| YOUR TASK |
Copy exactly the lines of the records below, starting at the line that contains "report the location" and continuing through the last line, both included; omit any pictures.

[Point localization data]
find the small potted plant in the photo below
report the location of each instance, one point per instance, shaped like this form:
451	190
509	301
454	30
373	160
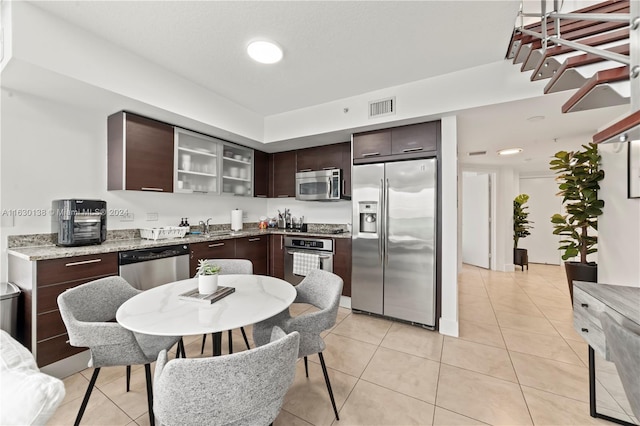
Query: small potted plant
579	177
207	277
521	226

| YOUR RESPONSE |
report the location of each instance, one point per instance, shaped like this form:
451	190
509	301
454	30
373	160
Query: small potted plant
579	177
207	277
521	226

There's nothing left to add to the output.